[Dataset entries]
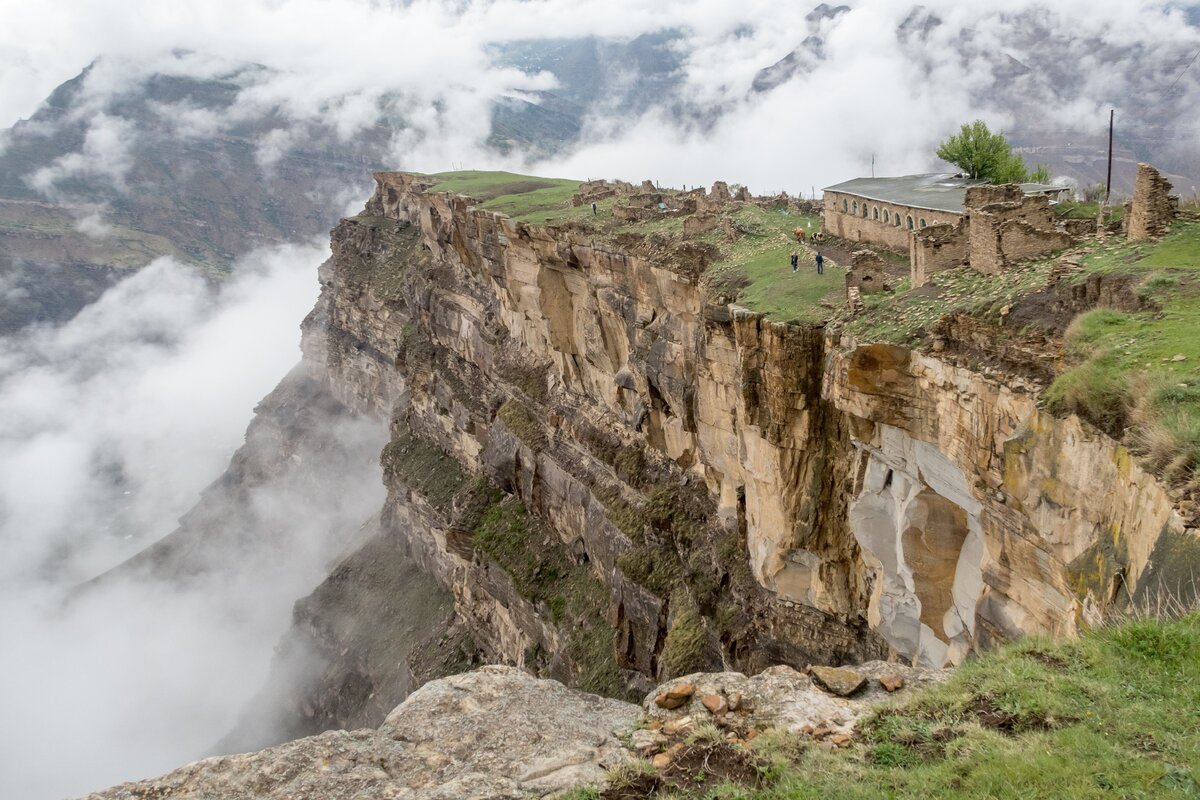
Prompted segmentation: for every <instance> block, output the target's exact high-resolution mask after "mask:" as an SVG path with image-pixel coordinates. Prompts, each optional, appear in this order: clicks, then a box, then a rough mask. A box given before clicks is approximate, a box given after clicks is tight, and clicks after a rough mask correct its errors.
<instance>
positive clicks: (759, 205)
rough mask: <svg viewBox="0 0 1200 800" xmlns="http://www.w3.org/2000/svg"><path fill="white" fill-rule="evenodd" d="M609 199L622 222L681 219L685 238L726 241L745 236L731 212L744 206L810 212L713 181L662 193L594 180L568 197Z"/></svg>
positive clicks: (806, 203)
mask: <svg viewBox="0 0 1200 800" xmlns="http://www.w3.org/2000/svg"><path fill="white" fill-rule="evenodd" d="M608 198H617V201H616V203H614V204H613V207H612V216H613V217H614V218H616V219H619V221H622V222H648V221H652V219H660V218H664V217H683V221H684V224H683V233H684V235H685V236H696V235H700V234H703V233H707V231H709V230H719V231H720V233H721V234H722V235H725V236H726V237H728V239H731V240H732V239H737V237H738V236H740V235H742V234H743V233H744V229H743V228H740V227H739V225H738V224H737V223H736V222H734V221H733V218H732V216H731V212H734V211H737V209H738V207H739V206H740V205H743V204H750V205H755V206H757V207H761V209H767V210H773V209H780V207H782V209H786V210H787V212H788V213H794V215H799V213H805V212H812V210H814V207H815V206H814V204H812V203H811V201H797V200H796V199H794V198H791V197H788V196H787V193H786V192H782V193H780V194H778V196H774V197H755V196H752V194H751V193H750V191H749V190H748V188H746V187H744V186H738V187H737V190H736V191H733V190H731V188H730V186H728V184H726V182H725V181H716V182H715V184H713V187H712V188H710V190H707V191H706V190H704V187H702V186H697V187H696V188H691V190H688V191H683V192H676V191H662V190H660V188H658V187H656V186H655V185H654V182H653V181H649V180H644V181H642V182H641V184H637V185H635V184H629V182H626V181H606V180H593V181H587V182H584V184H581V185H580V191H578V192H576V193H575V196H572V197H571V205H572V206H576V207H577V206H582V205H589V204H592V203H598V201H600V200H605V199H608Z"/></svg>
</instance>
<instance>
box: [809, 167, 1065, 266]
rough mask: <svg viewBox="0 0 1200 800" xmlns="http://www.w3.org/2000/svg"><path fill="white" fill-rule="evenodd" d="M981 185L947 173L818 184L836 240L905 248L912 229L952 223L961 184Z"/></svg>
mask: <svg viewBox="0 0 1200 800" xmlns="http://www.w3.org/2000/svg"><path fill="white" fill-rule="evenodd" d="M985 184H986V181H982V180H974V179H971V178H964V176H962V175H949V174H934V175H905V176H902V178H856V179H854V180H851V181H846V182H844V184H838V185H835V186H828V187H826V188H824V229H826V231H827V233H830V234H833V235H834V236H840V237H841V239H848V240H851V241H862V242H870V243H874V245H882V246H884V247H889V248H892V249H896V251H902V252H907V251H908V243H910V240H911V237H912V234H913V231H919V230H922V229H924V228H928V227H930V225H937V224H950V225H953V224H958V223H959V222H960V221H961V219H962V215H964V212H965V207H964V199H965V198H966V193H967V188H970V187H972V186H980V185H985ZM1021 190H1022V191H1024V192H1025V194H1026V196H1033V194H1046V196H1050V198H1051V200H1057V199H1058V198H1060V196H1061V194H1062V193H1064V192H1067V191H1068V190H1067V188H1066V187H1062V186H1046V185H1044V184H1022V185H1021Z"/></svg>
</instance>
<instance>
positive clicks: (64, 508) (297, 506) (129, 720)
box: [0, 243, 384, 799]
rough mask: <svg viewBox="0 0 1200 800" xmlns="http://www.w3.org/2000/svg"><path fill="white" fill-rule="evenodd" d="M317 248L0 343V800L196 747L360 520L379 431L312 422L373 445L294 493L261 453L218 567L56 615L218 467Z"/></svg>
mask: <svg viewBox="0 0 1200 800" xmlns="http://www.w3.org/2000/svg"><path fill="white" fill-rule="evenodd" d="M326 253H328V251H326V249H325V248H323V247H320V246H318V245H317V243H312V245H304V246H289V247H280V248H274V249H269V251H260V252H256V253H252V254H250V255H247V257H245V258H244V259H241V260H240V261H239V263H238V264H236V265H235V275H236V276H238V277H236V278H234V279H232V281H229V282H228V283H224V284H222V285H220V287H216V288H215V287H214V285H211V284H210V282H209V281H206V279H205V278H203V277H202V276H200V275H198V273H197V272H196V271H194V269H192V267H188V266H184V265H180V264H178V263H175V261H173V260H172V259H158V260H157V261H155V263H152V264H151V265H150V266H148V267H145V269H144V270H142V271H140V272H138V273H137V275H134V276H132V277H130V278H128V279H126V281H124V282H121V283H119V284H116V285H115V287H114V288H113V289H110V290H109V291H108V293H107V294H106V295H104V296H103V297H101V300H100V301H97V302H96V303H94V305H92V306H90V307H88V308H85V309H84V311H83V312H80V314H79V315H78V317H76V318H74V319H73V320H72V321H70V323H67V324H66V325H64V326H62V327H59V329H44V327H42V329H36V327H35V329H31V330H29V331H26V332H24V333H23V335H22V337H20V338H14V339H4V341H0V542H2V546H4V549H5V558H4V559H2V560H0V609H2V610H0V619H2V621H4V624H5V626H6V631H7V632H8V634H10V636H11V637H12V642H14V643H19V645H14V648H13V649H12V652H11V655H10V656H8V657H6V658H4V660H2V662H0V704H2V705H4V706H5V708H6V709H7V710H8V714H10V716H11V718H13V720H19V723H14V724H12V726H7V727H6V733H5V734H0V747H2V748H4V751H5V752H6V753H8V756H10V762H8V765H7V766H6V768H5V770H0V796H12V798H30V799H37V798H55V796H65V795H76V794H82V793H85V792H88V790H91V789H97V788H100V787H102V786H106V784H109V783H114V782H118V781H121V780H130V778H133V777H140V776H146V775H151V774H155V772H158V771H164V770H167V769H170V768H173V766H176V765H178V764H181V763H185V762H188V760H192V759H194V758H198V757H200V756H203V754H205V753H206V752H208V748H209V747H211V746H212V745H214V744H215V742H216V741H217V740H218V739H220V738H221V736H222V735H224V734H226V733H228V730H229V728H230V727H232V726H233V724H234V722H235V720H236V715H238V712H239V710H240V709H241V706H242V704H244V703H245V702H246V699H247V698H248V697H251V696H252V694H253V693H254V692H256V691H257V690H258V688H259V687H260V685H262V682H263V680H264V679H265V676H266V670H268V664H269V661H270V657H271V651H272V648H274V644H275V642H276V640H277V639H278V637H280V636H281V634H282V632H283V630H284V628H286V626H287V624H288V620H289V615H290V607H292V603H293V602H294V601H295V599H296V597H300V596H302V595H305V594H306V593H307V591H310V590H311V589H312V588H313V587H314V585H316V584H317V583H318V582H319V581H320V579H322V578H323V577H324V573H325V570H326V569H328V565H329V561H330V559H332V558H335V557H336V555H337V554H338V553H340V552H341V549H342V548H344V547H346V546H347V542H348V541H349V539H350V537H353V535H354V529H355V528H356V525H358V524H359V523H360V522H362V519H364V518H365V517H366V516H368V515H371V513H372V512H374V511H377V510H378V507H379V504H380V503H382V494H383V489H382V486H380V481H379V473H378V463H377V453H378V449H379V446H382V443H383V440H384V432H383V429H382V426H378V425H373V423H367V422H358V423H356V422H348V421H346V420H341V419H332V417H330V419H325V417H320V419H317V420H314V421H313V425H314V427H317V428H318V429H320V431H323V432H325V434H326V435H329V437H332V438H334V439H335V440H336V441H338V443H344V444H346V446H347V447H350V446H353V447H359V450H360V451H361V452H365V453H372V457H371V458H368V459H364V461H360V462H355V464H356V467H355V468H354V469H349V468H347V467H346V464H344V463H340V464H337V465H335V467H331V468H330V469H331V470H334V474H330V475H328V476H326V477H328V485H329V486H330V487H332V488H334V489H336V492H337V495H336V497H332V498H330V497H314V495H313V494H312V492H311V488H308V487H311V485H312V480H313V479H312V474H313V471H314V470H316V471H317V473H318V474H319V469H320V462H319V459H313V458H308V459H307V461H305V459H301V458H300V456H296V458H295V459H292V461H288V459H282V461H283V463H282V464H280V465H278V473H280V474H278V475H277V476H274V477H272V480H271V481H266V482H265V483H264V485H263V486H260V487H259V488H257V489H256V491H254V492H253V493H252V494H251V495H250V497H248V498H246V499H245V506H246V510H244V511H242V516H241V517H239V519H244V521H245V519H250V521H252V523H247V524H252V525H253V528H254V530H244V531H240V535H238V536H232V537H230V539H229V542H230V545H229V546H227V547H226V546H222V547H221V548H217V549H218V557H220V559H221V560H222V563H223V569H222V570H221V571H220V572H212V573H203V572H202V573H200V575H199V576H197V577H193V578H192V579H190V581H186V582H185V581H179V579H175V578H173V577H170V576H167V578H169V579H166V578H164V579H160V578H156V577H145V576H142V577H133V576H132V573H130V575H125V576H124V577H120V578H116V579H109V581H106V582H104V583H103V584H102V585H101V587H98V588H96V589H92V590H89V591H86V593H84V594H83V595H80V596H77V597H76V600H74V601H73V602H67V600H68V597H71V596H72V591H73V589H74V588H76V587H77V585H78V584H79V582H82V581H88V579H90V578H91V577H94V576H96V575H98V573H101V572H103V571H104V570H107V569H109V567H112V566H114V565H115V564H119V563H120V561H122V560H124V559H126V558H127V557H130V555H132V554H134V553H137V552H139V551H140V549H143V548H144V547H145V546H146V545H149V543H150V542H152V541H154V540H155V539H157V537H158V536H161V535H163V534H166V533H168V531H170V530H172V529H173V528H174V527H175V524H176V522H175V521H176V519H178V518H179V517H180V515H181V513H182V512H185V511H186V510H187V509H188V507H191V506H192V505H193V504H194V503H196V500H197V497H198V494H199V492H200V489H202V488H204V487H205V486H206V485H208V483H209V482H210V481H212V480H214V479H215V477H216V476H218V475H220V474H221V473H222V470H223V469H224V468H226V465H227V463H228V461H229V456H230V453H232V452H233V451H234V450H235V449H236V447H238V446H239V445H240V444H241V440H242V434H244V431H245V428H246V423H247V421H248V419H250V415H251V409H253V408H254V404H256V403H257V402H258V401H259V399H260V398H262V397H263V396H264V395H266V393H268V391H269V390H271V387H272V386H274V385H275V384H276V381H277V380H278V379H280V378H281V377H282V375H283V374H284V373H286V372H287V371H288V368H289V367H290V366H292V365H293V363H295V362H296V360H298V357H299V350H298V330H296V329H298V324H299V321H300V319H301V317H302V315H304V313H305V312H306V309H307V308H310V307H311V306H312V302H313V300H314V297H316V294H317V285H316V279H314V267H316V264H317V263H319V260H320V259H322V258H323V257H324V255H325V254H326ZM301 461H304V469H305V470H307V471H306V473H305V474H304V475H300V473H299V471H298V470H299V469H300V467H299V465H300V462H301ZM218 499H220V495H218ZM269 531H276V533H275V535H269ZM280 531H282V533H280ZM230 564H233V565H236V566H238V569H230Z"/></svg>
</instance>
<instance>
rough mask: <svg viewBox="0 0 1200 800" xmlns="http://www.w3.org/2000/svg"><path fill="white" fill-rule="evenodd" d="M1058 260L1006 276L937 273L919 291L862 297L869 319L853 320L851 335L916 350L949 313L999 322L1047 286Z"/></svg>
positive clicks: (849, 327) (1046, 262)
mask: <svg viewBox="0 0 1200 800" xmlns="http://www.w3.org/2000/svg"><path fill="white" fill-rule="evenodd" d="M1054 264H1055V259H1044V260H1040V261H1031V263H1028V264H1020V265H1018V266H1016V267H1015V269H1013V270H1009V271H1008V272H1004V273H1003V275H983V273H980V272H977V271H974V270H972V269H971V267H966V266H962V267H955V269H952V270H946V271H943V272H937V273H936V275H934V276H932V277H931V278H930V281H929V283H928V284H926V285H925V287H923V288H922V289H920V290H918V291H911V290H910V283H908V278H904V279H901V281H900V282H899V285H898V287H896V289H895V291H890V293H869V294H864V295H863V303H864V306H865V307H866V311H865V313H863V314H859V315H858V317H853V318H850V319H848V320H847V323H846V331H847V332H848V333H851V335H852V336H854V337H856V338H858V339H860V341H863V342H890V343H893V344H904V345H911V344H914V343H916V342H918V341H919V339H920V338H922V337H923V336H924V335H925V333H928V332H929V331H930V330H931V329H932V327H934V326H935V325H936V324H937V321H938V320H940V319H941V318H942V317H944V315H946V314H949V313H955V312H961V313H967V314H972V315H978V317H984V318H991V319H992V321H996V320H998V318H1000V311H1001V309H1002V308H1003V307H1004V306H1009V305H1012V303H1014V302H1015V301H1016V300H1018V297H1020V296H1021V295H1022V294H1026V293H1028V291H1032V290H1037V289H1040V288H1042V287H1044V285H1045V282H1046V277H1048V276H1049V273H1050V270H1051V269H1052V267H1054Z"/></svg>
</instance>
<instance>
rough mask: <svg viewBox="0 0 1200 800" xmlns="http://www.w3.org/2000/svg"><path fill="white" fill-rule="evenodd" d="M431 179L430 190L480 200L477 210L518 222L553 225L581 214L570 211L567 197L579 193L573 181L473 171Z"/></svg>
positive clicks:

* _TASK_
Transcribe the lines from the start of the dataset entries through the line containing "positive clicks: (806, 203)", including both ends. Leave the pictures out.

* _FINISHED EXERCISE_
Prompted segmentation: for every <instance> block, output the target's exact high-resolution mask after "mask:" as an SVG path with image-pixel coordinates. Prompts, each optional, appear in this order: clicks, then a box, then a rough mask. A box given before clicks is approximate, a box given after clicks is tight, and clicks after a rough mask correct its errors.
<instance>
positive clicks: (759, 205)
rough mask: <svg viewBox="0 0 1200 800" xmlns="http://www.w3.org/2000/svg"><path fill="white" fill-rule="evenodd" d="M609 199L622 222L681 219L685 238L726 241L745 236L731 212L744 206L810 212L713 181L662 193L594 180L568 197Z"/></svg>
positive clicks: (806, 203)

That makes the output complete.